━━━━━ Data extract

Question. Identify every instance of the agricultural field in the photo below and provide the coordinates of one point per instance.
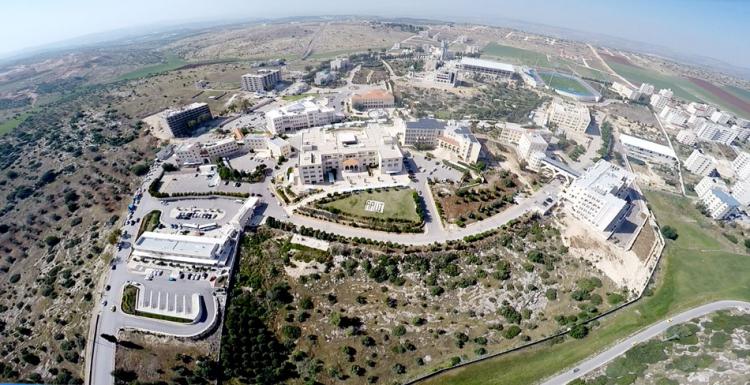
(711, 349)
(700, 266)
(405, 311)
(515, 55)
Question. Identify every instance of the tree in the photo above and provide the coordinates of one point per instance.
(579, 331)
(669, 232)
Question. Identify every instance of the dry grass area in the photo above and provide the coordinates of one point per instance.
(157, 358)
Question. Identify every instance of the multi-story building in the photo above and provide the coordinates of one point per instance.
(700, 164)
(299, 115)
(453, 136)
(421, 132)
(182, 122)
(458, 139)
(708, 183)
(340, 64)
(198, 153)
(719, 204)
(279, 147)
(375, 98)
(741, 191)
(572, 118)
(598, 197)
(532, 148)
(262, 80)
(494, 69)
(741, 166)
(326, 153)
(687, 137)
(649, 151)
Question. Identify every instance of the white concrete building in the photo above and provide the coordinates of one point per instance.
(741, 166)
(279, 147)
(598, 197)
(700, 164)
(532, 148)
(708, 183)
(199, 153)
(326, 153)
(687, 137)
(299, 115)
(719, 204)
(262, 80)
(570, 117)
(648, 151)
(455, 137)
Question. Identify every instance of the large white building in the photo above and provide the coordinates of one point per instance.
(263, 80)
(299, 115)
(598, 197)
(649, 151)
(491, 68)
(532, 148)
(700, 164)
(326, 153)
(572, 118)
(741, 166)
(199, 153)
(454, 137)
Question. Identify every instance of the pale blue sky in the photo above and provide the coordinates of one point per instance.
(718, 28)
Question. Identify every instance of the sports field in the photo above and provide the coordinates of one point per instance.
(563, 83)
(515, 55)
(399, 204)
(701, 266)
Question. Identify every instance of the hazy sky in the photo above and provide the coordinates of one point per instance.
(718, 28)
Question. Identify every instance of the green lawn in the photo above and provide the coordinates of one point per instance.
(515, 55)
(699, 267)
(563, 83)
(11, 124)
(173, 62)
(399, 204)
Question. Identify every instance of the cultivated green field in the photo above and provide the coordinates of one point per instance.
(563, 83)
(173, 62)
(399, 204)
(515, 55)
(700, 266)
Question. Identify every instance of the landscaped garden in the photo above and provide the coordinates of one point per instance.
(395, 209)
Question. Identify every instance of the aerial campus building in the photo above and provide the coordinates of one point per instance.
(182, 121)
(454, 137)
(262, 80)
(598, 197)
(648, 151)
(213, 249)
(375, 98)
(325, 154)
(299, 115)
(491, 68)
(572, 118)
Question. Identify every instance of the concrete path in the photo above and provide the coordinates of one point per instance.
(645, 335)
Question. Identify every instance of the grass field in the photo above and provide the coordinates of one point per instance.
(399, 204)
(563, 83)
(515, 55)
(699, 267)
(173, 62)
(10, 125)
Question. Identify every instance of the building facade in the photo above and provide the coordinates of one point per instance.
(262, 80)
(182, 122)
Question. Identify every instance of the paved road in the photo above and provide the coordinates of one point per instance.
(645, 335)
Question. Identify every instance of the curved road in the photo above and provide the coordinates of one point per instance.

━━━━━━━━━━

→ Goal: Retype the records exactly. Any image in them should not appear in what you write.

→ Output for this task:
Question. Identify every instance of the agricultural field in the photo below and provide the coordinates of one point per instance.
(711, 349)
(700, 266)
(405, 311)
(515, 55)
Question. Identify every instance of the tree in the photo above and provide the coordinates of one point per instance.
(579, 331)
(669, 232)
Question. Identify every instance of the dry grass area in the photo above and provide the coordinates of one point per instance.
(157, 358)
Question. Identify every instance of the multi-story building in the photo above and provide the coordinates of one point per instance.
(700, 164)
(299, 115)
(453, 136)
(421, 132)
(182, 122)
(458, 139)
(708, 183)
(340, 64)
(198, 153)
(719, 204)
(279, 147)
(375, 98)
(741, 191)
(572, 118)
(598, 197)
(532, 148)
(262, 80)
(494, 69)
(741, 166)
(326, 153)
(687, 137)
(649, 151)
Question. Identify every instance of the white concrete building in the photo above and provide the coordinates of one point per instance.
(741, 166)
(279, 147)
(598, 197)
(700, 164)
(532, 148)
(708, 183)
(199, 153)
(326, 153)
(687, 137)
(299, 115)
(719, 204)
(262, 80)
(570, 117)
(648, 151)
(455, 137)
Question. Identify every instance of the large white building in the photo above and provide the coordinates of one point per instance.
(263, 80)
(299, 115)
(598, 197)
(649, 151)
(491, 68)
(532, 148)
(700, 164)
(326, 153)
(572, 118)
(741, 166)
(199, 153)
(454, 137)
Question. Identify every instance of the pale blue sky in the photo above and provide the coordinates of one point per instance.
(718, 28)
Question. Identify every instance of the sports field in the photo above and provide the coordinates of one point per instance.
(563, 83)
(515, 55)
(399, 204)
(701, 266)
Question. Identify every instance of the hazy sky in the photo above and provide the coordinates of one point per instance.
(718, 28)
Question. Identify every instance of the green lawn in the photo above and provide the coordinates of one point per instance.
(515, 55)
(699, 267)
(563, 83)
(11, 124)
(173, 62)
(399, 204)
Question. Identify every instance of the cultivated green field in the photo above and provide the coordinates of one point per instance.
(563, 83)
(173, 62)
(399, 204)
(515, 55)
(700, 266)
Question. Identify every instance of the landscaped garden in the photo above and provide the coordinates of one point per instance.
(395, 209)
Question. Identify every instance of the aerial campus building in the photo above and provide the coordinates of one point per instance.
(182, 121)
(454, 137)
(262, 80)
(598, 197)
(648, 151)
(213, 249)
(375, 98)
(325, 154)
(299, 115)
(491, 68)
(572, 118)
Question. Identify every instance of the concrete path in the photo above and provide the coordinates of one point per instance.
(645, 335)
Question. Identify every instance of the grass field in the photo above and provide the coordinates of one point per instance.
(399, 204)
(563, 83)
(515, 55)
(699, 267)
(173, 62)
(10, 125)
Question. Identify every instance of the building facade in the photo above and provide the coordinates of one point per instance.
(262, 80)
(182, 122)
Question. Identify every instance of the paved road in the photo above and provide the coordinates of one point per instance.
(645, 335)
Question. Identify every instance of the curved road in the photo above and provide the coordinates of one point per instance.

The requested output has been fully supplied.